(Object pointing dataset rows)
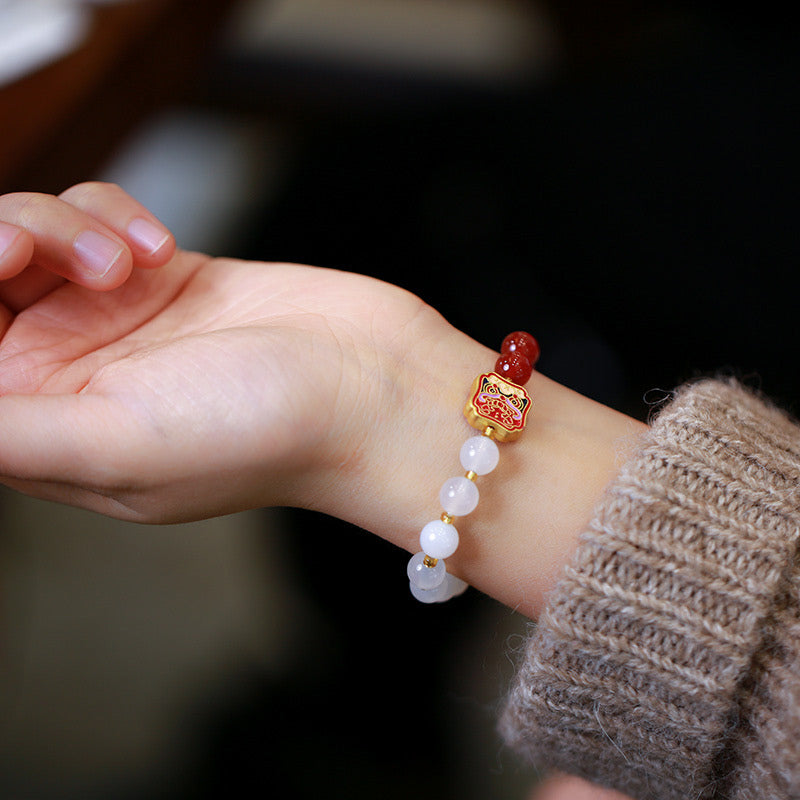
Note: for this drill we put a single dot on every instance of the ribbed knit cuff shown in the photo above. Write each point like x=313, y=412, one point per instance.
x=670, y=647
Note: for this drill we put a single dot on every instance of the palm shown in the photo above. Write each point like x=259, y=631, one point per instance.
x=246, y=369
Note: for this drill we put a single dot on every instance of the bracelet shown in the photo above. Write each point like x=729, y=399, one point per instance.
x=498, y=407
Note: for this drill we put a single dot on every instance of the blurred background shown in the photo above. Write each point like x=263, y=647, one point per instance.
x=618, y=178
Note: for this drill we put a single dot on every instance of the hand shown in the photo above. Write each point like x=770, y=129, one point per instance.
x=93, y=235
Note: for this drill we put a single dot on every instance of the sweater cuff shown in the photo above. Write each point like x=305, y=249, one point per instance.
x=646, y=671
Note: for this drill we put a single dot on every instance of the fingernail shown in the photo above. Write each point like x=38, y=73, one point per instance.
x=148, y=236
x=96, y=252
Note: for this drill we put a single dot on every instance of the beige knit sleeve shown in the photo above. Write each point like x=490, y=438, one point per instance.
x=667, y=661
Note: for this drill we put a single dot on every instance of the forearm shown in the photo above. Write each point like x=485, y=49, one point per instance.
x=532, y=507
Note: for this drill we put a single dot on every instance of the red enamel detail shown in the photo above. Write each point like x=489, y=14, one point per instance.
x=495, y=401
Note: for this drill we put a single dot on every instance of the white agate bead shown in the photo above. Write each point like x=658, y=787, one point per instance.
x=459, y=496
x=480, y=455
x=438, y=539
x=423, y=576
x=437, y=595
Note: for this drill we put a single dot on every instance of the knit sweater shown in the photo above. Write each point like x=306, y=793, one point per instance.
x=667, y=661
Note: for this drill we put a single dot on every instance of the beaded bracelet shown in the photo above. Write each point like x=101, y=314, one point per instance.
x=498, y=407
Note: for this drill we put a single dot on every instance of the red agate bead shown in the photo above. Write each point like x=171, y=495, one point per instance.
x=523, y=343
x=514, y=367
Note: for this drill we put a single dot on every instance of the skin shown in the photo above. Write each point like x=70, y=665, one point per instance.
x=175, y=386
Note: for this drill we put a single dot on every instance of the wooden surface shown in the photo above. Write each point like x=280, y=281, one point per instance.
x=59, y=124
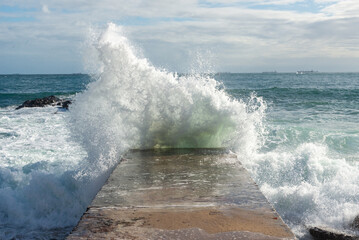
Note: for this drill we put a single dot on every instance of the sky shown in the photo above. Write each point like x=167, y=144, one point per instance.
x=49, y=36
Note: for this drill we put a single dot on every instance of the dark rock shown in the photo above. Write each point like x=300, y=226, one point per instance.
x=321, y=233
x=355, y=223
x=64, y=104
x=40, y=102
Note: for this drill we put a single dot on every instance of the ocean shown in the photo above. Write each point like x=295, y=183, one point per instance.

* _Aim of the task_:
Copy the material verbatim, starting at the line containing "y=399, one point per instance." and ending with the line containing "x=93, y=235", both lines included.

* _Solution to the problem_:
Note: for this drill we put a single dot on every instance of the bracelet shown in the photo above. Write each point like x=729, y=399, one point per instance.
x=498, y=407
Note: for this drill we put a single dot on every instance of the blurred background shown in the photo above. Write each point like x=263, y=647, one point per instance.
x=618, y=178
Note: for this drill we put a single dot on every instance of the hand shown in the photo above. Write each point like x=770, y=129, one point per instance.
x=93, y=235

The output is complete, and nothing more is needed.